## INSTRUCTIONS FOR THE TASK
Quote the entries verbatim, from the line with "Detect man. Use" up to and including the line with "309, 698, 422, 771".

## RECORDS SHOWN
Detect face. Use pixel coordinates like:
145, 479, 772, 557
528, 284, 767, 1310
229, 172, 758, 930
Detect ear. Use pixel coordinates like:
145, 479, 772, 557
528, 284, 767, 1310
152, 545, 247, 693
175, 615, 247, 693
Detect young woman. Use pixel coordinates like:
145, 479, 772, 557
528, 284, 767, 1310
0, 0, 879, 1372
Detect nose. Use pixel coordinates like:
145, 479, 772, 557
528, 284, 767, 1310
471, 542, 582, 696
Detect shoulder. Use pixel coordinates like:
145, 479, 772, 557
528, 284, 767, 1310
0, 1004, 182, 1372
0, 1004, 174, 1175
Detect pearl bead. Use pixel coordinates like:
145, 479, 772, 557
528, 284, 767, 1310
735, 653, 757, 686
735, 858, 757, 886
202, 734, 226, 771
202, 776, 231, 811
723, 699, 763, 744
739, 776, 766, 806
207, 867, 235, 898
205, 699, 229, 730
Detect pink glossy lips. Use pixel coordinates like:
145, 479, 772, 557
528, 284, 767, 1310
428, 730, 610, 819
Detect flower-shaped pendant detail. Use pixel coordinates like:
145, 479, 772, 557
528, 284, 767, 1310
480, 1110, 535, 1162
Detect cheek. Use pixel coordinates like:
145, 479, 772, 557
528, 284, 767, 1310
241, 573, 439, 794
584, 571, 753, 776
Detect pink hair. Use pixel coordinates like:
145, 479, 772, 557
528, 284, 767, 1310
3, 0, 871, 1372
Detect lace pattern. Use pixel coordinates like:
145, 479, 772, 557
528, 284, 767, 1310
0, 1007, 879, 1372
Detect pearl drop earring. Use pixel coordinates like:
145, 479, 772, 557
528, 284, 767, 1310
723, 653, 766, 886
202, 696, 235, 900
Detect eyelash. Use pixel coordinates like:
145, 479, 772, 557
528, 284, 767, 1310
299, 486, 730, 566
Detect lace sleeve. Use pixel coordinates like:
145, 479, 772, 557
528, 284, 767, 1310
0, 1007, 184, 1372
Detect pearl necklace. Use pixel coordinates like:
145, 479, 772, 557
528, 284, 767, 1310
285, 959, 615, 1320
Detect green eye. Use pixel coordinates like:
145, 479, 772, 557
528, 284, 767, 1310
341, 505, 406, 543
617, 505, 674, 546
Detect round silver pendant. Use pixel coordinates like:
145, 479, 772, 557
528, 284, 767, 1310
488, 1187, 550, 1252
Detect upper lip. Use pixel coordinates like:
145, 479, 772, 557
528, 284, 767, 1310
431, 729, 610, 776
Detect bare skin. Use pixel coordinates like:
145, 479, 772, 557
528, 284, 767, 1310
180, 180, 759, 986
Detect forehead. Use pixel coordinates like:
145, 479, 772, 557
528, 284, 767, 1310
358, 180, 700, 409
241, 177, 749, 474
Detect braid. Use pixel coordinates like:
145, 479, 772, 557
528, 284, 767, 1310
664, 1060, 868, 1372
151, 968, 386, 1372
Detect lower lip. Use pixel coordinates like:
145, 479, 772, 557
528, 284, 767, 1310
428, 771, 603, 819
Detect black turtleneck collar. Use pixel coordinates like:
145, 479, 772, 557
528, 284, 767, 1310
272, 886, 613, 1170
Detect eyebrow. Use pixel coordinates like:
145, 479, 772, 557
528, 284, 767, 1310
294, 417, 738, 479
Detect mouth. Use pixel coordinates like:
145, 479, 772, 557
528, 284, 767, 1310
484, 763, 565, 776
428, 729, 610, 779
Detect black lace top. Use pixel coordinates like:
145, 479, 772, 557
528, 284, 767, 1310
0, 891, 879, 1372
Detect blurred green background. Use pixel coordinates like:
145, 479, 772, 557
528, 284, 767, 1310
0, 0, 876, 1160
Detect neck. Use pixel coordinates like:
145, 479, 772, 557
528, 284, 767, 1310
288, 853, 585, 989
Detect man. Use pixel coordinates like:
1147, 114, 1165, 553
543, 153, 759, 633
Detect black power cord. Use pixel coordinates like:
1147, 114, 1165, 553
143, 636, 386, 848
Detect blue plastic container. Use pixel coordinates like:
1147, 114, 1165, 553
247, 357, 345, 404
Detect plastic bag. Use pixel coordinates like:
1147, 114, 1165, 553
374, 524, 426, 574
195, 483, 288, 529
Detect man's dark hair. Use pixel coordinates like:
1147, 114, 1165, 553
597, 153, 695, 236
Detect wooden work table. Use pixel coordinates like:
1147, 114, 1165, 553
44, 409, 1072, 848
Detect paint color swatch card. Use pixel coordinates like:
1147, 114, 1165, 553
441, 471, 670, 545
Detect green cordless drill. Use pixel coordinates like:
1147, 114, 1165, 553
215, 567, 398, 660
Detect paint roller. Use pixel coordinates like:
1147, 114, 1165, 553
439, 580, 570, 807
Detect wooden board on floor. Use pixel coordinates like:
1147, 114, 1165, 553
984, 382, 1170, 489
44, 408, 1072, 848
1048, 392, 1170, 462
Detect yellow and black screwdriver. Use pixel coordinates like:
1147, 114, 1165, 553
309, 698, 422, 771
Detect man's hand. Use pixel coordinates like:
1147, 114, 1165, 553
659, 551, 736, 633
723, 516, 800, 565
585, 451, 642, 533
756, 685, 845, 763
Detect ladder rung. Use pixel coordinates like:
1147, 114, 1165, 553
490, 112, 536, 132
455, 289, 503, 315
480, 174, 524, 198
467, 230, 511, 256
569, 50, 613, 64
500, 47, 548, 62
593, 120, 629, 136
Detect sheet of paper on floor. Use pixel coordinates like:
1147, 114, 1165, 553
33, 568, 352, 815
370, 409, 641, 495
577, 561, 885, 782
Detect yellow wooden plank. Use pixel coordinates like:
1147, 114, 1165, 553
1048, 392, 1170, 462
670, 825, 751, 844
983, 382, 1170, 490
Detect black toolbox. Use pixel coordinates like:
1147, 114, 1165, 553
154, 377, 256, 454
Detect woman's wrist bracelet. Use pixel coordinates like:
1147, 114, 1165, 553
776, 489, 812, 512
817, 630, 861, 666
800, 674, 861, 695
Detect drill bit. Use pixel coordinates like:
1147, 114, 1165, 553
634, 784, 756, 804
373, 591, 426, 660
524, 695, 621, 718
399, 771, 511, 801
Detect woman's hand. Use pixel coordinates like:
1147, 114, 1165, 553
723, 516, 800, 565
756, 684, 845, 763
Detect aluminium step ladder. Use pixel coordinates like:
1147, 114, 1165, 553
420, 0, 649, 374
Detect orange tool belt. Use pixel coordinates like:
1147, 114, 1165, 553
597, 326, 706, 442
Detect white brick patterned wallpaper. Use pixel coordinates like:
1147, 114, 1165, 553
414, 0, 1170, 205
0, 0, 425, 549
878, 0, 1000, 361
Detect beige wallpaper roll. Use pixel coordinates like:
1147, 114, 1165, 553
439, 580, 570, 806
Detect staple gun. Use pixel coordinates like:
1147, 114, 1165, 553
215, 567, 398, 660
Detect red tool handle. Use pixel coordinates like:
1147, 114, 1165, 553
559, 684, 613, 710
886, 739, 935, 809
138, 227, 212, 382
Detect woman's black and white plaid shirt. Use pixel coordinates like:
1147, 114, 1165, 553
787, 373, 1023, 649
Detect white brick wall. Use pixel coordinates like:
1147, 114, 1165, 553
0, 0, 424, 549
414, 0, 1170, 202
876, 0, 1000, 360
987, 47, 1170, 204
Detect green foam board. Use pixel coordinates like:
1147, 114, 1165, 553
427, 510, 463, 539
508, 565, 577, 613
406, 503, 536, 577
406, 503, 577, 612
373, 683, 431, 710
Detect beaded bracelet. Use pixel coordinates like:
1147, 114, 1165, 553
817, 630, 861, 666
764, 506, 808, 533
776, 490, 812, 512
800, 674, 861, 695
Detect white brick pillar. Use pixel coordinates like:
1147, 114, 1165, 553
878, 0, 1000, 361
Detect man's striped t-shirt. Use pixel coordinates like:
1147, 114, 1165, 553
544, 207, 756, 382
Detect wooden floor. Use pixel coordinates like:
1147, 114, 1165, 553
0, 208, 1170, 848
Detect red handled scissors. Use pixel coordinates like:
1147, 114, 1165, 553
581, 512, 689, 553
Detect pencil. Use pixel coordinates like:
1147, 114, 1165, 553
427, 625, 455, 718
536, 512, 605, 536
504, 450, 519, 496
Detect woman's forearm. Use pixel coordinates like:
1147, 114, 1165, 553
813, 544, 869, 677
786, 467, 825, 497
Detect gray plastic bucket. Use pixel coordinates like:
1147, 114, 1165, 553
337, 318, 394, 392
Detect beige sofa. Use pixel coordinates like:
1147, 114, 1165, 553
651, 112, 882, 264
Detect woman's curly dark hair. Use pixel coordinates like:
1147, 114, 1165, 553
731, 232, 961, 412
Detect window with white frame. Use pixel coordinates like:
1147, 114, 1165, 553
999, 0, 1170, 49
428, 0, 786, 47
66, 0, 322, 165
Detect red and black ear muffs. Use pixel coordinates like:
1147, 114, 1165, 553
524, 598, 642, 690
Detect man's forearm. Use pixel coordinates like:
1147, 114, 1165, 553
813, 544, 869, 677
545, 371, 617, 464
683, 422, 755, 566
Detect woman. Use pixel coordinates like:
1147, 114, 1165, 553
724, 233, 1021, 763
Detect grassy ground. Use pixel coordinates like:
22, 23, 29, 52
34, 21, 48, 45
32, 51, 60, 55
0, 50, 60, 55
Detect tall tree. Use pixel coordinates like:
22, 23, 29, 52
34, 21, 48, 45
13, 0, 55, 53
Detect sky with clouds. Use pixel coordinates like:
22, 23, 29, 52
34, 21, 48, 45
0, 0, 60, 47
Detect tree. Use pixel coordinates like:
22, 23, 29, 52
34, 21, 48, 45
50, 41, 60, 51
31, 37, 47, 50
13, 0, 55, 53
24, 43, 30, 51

## SOLUTION TO THIS EXERCISE
Detect man. Use pixel coordinates like:
1147, 114, 1165, 553
543, 153, 759, 633
Detect black power cord. Use pixel coordinates like:
1147, 114, 1165, 553
143, 636, 386, 848
Detect blue plastic container. Use pixel coordinates like:
1147, 114, 1165, 553
247, 357, 345, 404
Detect plastic bag. Use pixel coordinates like:
1147, 114, 1165, 553
374, 524, 426, 574
195, 483, 288, 529
Detect man's dark hair. Use pixel coordinates like:
1147, 114, 1165, 553
597, 153, 695, 236
Detect wooden work table. Use pixel coordinates like:
1147, 114, 1165, 553
44, 409, 1072, 848
Detect paint color swatch card. Use pixel coordinates like:
1147, 114, 1165, 553
441, 471, 670, 545
Detect green cordless drill. Use pixel coordinates like:
1147, 114, 1165, 553
215, 567, 398, 660
Detect paint roller. Use pixel coordinates like:
1147, 114, 1165, 553
439, 580, 570, 807
Detect wooden board on floor. Use pixel coordinates like:
1147, 114, 1165, 553
984, 382, 1170, 489
44, 408, 1072, 848
1048, 392, 1170, 462
Detect yellow and black screwdriver. Use pixel coordinates like:
1147, 114, 1165, 553
309, 698, 422, 771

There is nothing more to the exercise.